**Text section**
***

Maximize Deductions by Making the Home Office the ‘Principal Place’ of Business

An office inside the home may qualify for the home-office deduction even if your client has an office for the same business outside the home.

By Glenn Demby

Key Takeaways:

  • An office inside the home may qualify for the home-office deduction even if your client has an office for the same business outside the home.
  • The best way to qualify for such a deduction is for the client to make the home office her “principal” place of business.
  • Explain to your clients the standard the IRS uses to judge if the home office really is a principal place of business.
  • Tell your clients to keep scrupulous records documenting their compliance with each of the three elements of the principal place of business standard.

What did your client do wrong?

Your client, Dee Duckshin, operates her small business from a downtown office; she also spends 15 hours a week doing administrative tasks for the same business in a home office that takes up 1,000 of the 4,000 square feet in her home. After Hurricane Mandy blows the roof off her house, she spends $40,000 on repairs, and another $10,000 to fix hurricane damage to the downtown office. She claims deductions for only the latter repairs.


What did Dee do wrong?


Dee should have also claimed another $10,000 (25 percent of the $40,000) of her costs in repairing the roof as a home-office casualty loss deduction.

The Moral

Office space inside the home can qualify for a home office deduction even if your client has an office for the same business outside the home. The best way to qualify for such a deduction is for the client to make the home office her principal place of business.

What your clients probably believe

I’ll bet a lot of your clients share the misconception so common among small-business owners that a home office is not deductible unless it’s their only place of business.

***

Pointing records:
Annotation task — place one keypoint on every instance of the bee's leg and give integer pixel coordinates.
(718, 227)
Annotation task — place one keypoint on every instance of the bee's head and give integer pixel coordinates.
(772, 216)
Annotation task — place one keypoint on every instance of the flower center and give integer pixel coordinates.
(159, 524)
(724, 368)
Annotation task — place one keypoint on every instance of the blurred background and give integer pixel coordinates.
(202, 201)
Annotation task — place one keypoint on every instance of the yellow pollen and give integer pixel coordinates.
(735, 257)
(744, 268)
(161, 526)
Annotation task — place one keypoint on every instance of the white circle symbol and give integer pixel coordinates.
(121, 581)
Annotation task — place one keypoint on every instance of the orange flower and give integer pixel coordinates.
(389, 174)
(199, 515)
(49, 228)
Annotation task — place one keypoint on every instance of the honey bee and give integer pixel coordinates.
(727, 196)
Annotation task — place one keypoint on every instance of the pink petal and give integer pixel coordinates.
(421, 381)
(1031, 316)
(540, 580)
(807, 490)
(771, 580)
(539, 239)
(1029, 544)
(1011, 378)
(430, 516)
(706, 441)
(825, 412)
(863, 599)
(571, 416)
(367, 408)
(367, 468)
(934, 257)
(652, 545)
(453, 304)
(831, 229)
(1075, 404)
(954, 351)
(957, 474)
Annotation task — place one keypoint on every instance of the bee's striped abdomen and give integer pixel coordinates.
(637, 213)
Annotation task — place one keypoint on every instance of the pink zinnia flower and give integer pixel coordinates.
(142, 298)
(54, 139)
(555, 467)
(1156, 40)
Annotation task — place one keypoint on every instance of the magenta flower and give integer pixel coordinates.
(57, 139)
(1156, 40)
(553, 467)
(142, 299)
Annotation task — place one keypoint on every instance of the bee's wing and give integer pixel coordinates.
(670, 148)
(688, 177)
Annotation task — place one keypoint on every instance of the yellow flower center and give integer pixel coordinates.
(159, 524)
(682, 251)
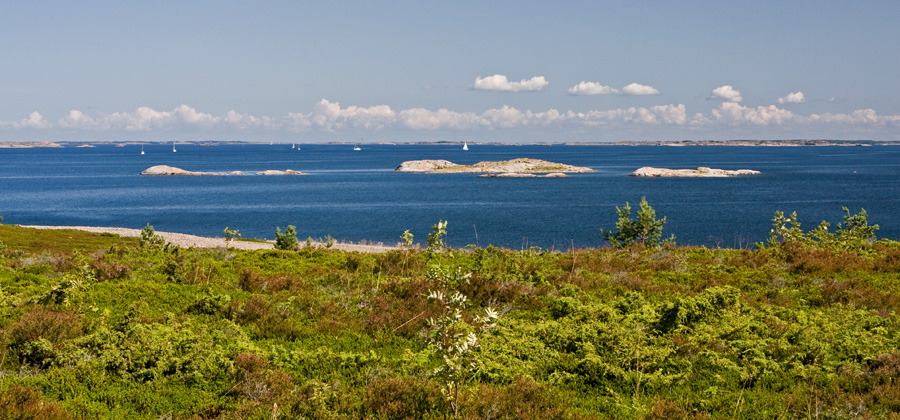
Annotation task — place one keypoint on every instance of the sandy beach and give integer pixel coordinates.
(187, 241)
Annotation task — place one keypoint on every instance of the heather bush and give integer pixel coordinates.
(790, 330)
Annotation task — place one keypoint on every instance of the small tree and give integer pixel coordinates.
(436, 238)
(286, 241)
(645, 230)
(406, 239)
(855, 231)
(453, 333)
(230, 234)
(150, 240)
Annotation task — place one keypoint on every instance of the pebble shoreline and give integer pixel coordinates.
(186, 241)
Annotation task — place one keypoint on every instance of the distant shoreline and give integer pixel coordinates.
(741, 143)
(187, 241)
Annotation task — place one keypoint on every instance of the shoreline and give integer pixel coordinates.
(183, 240)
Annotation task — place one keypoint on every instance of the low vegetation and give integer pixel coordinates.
(803, 326)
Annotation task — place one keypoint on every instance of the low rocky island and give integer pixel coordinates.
(701, 172)
(171, 170)
(522, 167)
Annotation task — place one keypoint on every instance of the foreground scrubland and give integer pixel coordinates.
(97, 326)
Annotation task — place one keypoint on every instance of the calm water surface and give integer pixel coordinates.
(355, 195)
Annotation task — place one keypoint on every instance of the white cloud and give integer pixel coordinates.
(731, 113)
(327, 116)
(330, 116)
(591, 88)
(727, 93)
(792, 98)
(499, 82)
(425, 119)
(639, 89)
(34, 120)
(594, 88)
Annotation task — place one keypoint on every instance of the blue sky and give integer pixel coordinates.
(512, 71)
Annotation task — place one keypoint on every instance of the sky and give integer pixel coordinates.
(481, 71)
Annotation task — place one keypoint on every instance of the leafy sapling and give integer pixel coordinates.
(646, 230)
(453, 334)
(286, 241)
(230, 234)
(436, 238)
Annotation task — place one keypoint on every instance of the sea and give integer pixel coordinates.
(356, 196)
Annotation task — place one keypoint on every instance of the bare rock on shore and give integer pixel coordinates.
(514, 166)
(285, 172)
(171, 170)
(429, 165)
(27, 144)
(701, 172)
(521, 175)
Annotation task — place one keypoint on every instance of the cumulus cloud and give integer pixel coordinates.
(594, 88)
(591, 88)
(34, 120)
(727, 93)
(328, 116)
(732, 113)
(499, 82)
(792, 98)
(639, 89)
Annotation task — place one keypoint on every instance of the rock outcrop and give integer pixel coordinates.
(521, 175)
(515, 166)
(701, 172)
(171, 170)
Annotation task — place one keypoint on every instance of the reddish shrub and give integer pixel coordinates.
(668, 410)
(401, 306)
(257, 382)
(403, 398)
(522, 399)
(27, 403)
(42, 322)
(110, 270)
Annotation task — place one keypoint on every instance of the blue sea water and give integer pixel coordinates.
(356, 195)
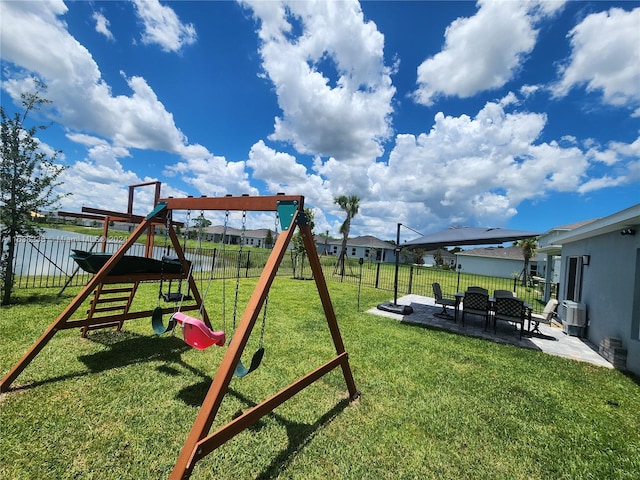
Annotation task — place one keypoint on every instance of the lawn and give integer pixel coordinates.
(434, 404)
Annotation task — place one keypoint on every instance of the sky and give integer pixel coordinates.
(513, 114)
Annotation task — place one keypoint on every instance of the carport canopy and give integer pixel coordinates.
(459, 236)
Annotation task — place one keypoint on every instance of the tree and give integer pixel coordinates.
(28, 178)
(299, 252)
(350, 205)
(529, 247)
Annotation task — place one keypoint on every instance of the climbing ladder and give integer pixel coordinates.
(109, 303)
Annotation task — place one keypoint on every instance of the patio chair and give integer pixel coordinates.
(476, 302)
(547, 315)
(503, 293)
(441, 300)
(478, 289)
(509, 309)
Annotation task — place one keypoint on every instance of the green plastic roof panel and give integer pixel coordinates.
(286, 211)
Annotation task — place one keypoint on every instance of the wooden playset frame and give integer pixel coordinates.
(200, 442)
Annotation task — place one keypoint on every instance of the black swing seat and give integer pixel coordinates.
(242, 371)
(157, 323)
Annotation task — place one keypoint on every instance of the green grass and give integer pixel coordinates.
(434, 405)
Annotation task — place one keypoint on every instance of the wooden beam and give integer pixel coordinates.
(243, 203)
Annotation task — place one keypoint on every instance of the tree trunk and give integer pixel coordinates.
(525, 271)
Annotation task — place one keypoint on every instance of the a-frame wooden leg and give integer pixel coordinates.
(199, 443)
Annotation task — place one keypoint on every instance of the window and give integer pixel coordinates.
(574, 279)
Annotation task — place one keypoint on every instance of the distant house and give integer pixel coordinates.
(366, 247)
(447, 257)
(600, 278)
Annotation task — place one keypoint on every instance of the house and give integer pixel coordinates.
(446, 256)
(502, 262)
(366, 247)
(252, 238)
(600, 280)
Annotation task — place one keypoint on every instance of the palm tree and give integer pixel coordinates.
(528, 246)
(350, 204)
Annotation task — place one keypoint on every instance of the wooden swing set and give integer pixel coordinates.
(200, 442)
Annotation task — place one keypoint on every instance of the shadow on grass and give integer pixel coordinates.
(126, 348)
(298, 434)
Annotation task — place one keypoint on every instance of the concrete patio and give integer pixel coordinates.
(550, 340)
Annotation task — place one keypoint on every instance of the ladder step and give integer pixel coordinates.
(110, 299)
(117, 290)
(106, 309)
(102, 325)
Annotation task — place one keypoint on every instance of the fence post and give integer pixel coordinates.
(410, 278)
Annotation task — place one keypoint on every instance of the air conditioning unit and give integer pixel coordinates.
(573, 316)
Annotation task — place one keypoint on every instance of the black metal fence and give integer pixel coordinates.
(42, 262)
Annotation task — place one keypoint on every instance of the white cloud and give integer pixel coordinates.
(163, 27)
(34, 39)
(343, 111)
(477, 169)
(102, 25)
(482, 52)
(605, 57)
(281, 172)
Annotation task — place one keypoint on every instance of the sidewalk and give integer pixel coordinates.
(550, 340)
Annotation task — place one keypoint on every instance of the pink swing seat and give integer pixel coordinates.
(196, 333)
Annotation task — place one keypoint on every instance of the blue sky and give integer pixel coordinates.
(504, 114)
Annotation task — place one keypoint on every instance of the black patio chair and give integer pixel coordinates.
(445, 302)
(476, 302)
(509, 309)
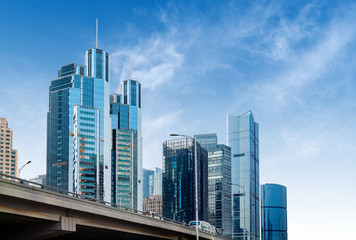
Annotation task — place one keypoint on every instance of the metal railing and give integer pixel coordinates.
(91, 199)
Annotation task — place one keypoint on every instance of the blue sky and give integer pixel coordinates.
(291, 62)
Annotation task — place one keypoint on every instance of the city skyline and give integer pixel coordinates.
(290, 63)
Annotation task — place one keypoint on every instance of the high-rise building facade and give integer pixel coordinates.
(273, 212)
(8, 156)
(152, 182)
(178, 194)
(78, 128)
(153, 204)
(242, 137)
(125, 111)
(219, 175)
(155, 182)
(147, 186)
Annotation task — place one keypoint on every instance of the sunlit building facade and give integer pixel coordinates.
(219, 177)
(152, 182)
(178, 194)
(8, 156)
(78, 128)
(242, 137)
(127, 177)
(273, 212)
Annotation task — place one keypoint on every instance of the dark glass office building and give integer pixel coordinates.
(78, 128)
(178, 194)
(147, 187)
(242, 137)
(219, 175)
(273, 212)
(125, 112)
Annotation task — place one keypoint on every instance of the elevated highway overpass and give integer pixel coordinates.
(30, 212)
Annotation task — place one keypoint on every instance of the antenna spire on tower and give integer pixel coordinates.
(96, 33)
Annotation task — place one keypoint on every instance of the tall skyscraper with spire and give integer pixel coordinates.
(242, 137)
(8, 156)
(78, 128)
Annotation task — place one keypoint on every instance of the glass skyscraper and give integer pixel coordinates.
(147, 189)
(178, 194)
(242, 137)
(219, 174)
(273, 212)
(78, 128)
(152, 182)
(8, 156)
(127, 175)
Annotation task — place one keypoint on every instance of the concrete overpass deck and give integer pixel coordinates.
(29, 212)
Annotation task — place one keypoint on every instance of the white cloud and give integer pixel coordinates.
(154, 61)
(156, 131)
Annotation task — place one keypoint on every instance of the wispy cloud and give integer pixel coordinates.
(154, 61)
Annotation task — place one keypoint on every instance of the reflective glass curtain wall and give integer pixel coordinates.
(124, 166)
(147, 182)
(178, 193)
(242, 137)
(273, 212)
(219, 174)
(125, 111)
(79, 86)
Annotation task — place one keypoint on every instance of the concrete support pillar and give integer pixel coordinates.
(39, 231)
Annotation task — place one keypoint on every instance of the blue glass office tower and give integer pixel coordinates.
(178, 193)
(219, 174)
(273, 212)
(147, 187)
(242, 137)
(78, 128)
(152, 182)
(125, 111)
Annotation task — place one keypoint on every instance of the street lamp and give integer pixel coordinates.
(176, 214)
(196, 178)
(243, 198)
(124, 196)
(23, 167)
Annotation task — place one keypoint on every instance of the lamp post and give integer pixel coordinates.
(196, 179)
(243, 199)
(23, 167)
(176, 214)
(124, 196)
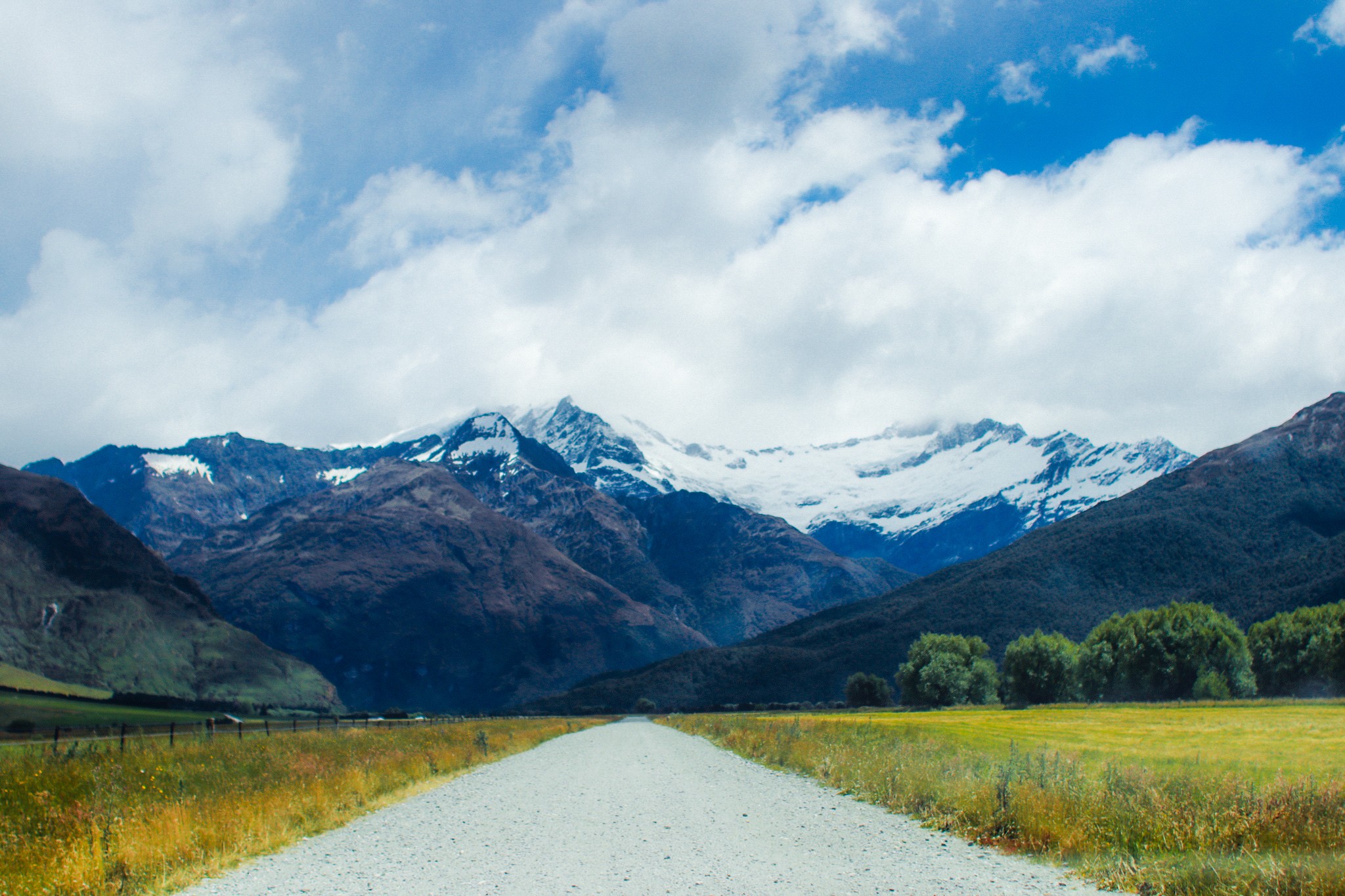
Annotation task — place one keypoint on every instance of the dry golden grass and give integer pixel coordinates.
(1258, 739)
(1172, 826)
(92, 820)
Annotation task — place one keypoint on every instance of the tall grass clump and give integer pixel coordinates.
(1188, 832)
(89, 819)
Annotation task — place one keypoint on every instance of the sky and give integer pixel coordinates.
(745, 222)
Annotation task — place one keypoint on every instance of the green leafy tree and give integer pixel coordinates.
(864, 689)
(1301, 653)
(1160, 654)
(947, 670)
(1042, 668)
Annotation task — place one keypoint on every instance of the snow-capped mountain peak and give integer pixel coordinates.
(921, 498)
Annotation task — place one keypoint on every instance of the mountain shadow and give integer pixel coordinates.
(405, 590)
(82, 601)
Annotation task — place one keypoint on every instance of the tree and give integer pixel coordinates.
(1301, 653)
(1161, 653)
(947, 670)
(1042, 668)
(864, 689)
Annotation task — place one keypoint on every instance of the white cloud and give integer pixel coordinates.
(1098, 60)
(1329, 24)
(1015, 82)
(674, 272)
(412, 207)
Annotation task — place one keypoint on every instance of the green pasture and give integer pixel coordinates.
(22, 680)
(47, 711)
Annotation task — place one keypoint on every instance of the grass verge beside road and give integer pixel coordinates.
(88, 819)
(1074, 784)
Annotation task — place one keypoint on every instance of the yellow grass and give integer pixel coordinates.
(1259, 739)
(1076, 785)
(92, 820)
(20, 680)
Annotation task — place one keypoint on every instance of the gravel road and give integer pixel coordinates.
(635, 807)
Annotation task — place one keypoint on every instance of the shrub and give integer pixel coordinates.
(1211, 685)
(1042, 668)
(1160, 654)
(864, 689)
(1301, 653)
(947, 670)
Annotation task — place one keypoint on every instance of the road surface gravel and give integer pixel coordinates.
(640, 809)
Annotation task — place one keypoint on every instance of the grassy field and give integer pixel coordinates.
(89, 819)
(1259, 739)
(1118, 793)
(47, 711)
(20, 680)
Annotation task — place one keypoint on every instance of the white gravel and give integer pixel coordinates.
(636, 807)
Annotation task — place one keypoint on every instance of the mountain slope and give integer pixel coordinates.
(88, 603)
(724, 571)
(1254, 528)
(407, 590)
(919, 498)
(167, 495)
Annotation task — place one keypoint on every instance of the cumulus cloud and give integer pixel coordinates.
(1015, 82)
(770, 272)
(1098, 60)
(412, 207)
(1328, 26)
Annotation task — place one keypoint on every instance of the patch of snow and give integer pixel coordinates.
(342, 475)
(902, 480)
(177, 464)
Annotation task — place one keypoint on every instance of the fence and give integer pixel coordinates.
(174, 731)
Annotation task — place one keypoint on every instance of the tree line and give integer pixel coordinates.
(1180, 652)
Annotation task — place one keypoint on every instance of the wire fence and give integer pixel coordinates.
(61, 736)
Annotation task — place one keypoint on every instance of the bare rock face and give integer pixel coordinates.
(1254, 530)
(84, 601)
(408, 591)
(725, 571)
(167, 495)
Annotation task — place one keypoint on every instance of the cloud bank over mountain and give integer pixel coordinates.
(699, 236)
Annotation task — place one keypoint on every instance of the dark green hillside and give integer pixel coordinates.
(88, 603)
(1254, 528)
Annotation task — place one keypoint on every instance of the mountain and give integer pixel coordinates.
(725, 571)
(920, 498)
(167, 495)
(88, 603)
(407, 590)
(1254, 528)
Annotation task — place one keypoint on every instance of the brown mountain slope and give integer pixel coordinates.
(725, 571)
(408, 591)
(1254, 528)
(82, 601)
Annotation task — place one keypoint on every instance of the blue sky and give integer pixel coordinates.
(793, 221)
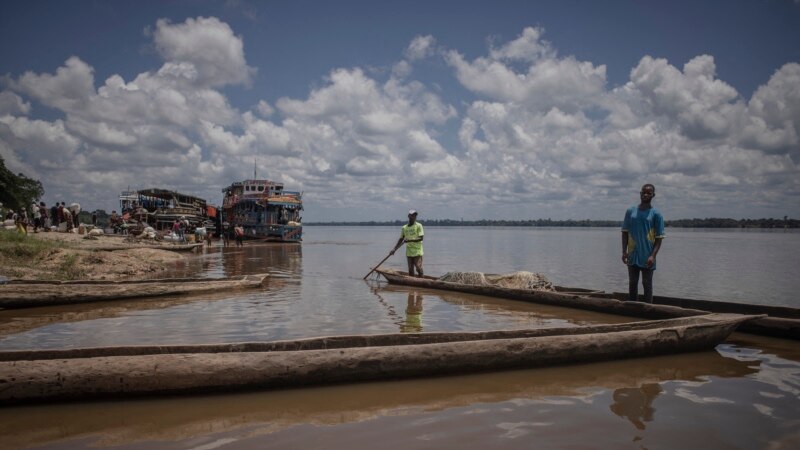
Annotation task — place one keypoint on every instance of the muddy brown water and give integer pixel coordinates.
(744, 394)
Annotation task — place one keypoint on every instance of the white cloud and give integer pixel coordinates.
(68, 89)
(203, 50)
(538, 134)
(547, 82)
(421, 47)
(11, 103)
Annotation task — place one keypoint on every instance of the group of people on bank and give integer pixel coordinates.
(40, 217)
(642, 234)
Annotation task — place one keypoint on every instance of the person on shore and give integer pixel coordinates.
(239, 232)
(176, 229)
(37, 217)
(226, 234)
(411, 234)
(43, 212)
(114, 221)
(59, 214)
(66, 214)
(642, 233)
(76, 221)
(21, 221)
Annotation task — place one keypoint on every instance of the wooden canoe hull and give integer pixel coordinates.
(780, 322)
(127, 371)
(30, 294)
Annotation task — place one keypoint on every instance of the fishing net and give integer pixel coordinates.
(515, 280)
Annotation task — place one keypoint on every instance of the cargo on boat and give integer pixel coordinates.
(159, 208)
(780, 322)
(264, 210)
(15, 294)
(78, 374)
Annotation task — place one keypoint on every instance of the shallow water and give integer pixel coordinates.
(745, 394)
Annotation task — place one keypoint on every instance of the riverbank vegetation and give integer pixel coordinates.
(20, 255)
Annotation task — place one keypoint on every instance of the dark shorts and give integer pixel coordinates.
(415, 261)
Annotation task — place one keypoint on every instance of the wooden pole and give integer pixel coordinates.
(379, 264)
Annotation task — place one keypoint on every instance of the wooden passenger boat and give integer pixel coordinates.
(30, 293)
(780, 322)
(46, 375)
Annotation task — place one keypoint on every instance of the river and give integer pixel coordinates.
(745, 394)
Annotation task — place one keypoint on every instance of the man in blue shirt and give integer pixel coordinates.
(642, 233)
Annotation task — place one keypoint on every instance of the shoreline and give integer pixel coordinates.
(73, 256)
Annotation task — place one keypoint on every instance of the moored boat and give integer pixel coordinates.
(46, 375)
(780, 322)
(264, 210)
(35, 293)
(160, 208)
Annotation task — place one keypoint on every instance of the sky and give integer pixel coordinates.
(458, 109)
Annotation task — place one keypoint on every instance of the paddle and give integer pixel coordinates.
(379, 264)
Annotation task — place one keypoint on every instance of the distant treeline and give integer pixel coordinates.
(680, 223)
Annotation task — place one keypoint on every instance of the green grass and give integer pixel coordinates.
(18, 251)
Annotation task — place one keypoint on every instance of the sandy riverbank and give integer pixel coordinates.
(74, 256)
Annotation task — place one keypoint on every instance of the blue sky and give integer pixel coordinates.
(502, 109)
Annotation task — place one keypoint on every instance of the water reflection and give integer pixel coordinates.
(200, 420)
(413, 323)
(636, 404)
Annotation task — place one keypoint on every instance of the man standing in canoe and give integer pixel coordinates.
(642, 233)
(411, 234)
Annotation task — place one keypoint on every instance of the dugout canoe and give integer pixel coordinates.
(48, 375)
(778, 321)
(31, 294)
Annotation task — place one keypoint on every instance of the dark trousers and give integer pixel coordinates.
(633, 283)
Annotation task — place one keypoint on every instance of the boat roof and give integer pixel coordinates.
(158, 193)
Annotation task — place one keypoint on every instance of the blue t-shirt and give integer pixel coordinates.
(644, 226)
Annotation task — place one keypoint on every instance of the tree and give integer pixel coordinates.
(18, 191)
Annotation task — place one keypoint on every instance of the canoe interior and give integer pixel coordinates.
(377, 340)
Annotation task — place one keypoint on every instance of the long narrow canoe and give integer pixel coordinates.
(30, 294)
(47, 375)
(780, 322)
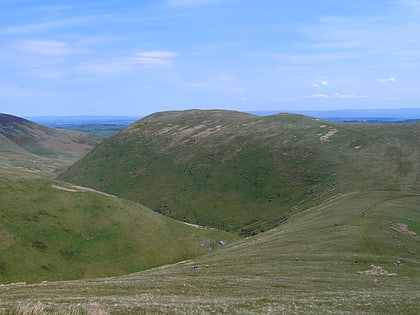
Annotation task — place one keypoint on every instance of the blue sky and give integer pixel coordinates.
(137, 57)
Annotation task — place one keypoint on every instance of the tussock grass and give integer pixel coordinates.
(244, 173)
(309, 265)
(53, 231)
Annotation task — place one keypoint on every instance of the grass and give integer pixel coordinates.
(27, 145)
(309, 265)
(244, 173)
(53, 231)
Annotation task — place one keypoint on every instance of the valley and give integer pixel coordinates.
(285, 214)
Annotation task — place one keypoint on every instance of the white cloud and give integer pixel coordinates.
(184, 3)
(141, 59)
(320, 83)
(44, 47)
(317, 96)
(335, 96)
(386, 80)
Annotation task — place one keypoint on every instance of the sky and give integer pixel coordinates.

***

**Problem set**
1 > According to the home-office article, how many hours a week does Dee Duckshin spend on administrative tasks in her home office?
2 > In the home-office article, turn the paragraph beginning "Your client, Dee Duckshin, operates" into a short bulleted list that keeps its main facts.
3 > Return the passage of the home-office article from "Your client, Dee" to "Dee do wrong?", copied word for word.

**Task solutions**
1 > 15 hours a week.

2 >
- Dee Duckshin runs her small business from a downtown office.
- She also spends 15 hours a week on administrative tasks for the same business in a home office.
- The home office takes up 1,000 of the 4,000 square feet in her home.
- Hurricane Mandy blows the roof off her house, and she spends $40,000 on repairs.
- She spends another $10,000 fixing hurricane damage to the downtown office.
- She claims deductions only for the downtown office repairs.

3 >
Your client, Dee Duckshin, operates her small business from a downtown office; she also spends 15 hours a week doing administrative tasks for the same business in a home office that takes up 1,000 of the 4,000 square feet in her home. After Hurricane Mandy blows the roof off her house, she spends $40,000 on repairs, and another $10,000 to fix hurricane damage to the downtown office. She claims deductions for only the latter repairs.


What did Dee do wrong?